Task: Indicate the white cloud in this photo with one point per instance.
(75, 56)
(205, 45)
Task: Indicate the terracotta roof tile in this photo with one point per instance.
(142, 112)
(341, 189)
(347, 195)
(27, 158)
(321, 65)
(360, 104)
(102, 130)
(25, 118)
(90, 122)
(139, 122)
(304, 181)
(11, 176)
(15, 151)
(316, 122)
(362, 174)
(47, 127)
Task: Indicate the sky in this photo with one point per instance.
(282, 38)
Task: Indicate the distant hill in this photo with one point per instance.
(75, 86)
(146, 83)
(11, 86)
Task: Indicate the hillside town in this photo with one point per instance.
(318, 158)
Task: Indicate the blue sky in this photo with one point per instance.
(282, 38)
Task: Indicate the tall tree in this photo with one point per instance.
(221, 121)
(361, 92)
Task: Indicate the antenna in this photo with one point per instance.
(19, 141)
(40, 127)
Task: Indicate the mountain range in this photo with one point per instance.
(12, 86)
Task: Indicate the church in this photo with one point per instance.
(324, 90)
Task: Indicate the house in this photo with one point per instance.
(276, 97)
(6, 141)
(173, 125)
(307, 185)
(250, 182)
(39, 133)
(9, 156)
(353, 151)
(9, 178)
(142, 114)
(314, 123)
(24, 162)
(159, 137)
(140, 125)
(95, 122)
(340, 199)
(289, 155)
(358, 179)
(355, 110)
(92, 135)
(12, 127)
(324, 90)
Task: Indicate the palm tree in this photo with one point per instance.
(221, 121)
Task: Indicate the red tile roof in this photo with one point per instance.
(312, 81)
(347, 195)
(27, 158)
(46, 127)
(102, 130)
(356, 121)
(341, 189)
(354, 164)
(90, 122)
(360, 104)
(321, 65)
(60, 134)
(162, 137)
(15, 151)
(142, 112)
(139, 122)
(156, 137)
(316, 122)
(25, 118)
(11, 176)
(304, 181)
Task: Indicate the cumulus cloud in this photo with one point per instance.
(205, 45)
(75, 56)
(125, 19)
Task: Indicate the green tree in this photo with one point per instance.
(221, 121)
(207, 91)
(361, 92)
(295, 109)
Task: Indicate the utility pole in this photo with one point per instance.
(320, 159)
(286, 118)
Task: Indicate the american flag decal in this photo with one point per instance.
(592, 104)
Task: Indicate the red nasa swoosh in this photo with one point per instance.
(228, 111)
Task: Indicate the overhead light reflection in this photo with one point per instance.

══════

*Task statement*. Output the listing exactly. Leave no line out.

*Expected answer*.
Task: Indicate the white cloud in this photo with one point per instance.
(75, 56)
(205, 45)
Task: Indicate the terracotta roof tile in this photo with one point per instance.
(142, 112)
(341, 189)
(347, 195)
(27, 158)
(321, 65)
(360, 104)
(102, 130)
(25, 118)
(90, 122)
(139, 122)
(304, 181)
(11, 176)
(15, 151)
(316, 122)
(362, 174)
(47, 127)
Task: Indicate the sky in this photo with one point per instance.
(282, 38)
Task: Indicate the distant hill in this photo with one point per instance.
(75, 86)
(146, 83)
(11, 86)
Task: Indicate the hillside town in this photo with one point per instance.
(318, 158)
Task: Indicate the blue sky in this photo with one point per instance.
(282, 38)
Task: Indicate the tall tree in this photo with one point per instance.
(221, 121)
(361, 92)
Task: Indicate the antenna in this photo with one point per instance.
(19, 141)
(40, 127)
Task: Indicate the mountain range in this photo with one point per instance.
(12, 86)
Task: Indicate the church in this photo with one point per instance.
(324, 90)
Task: Indicate the house in this photo with one point per instance.
(276, 97)
(6, 141)
(173, 125)
(307, 185)
(250, 182)
(39, 133)
(9, 156)
(353, 151)
(9, 178)
(142, 114)
(314, 123)
(24, 162)
(159, 137)
(140, 125)
(95, 122)
(340, 199)
(289, 155)
(358, 179)
(355, 110)
(92, 135)
(12, 127)
(324, 90)
Task: Indicate the palm tree in this photo with one point per instance.
(221, 121)
Task: Indicate the red tile roof in this photo with one point per instance.
(312, 81)
(347, 195)
(27, 158)
(46, 127)
(102, 130)
(356, 121)
(341, 189)
(354, 164)
(90, 122)
(360, 104)
(321, 65)
(60, 134)
(162, 137)
(15, 151)
(142, 112)
(139, 122)
(156, 137)
(316, 122)
(25, 118)
(11, 176)
(304, 181)
Task: Indicate the cumulus cloud in this photo with one point per instance.
(205, 45)
(75, 56)
(125, 19)
Task: Indicate the green tree in this photo with one point per instance.
(221, 121)
(207, 91)
(361, 92)
(295, 109)
Task: Indicate the utility pole in this photo with one point per instance.
(320, 159)
(286, 118)
Task: Indicate the american flag decal in this photo with one point per instance.
(592, 104)
Task: Indicate the red nasa swoosh in this photo with one point per instance.
(228, 111)
Task: Indicate the overhead light reflection in this photo with one point per instance.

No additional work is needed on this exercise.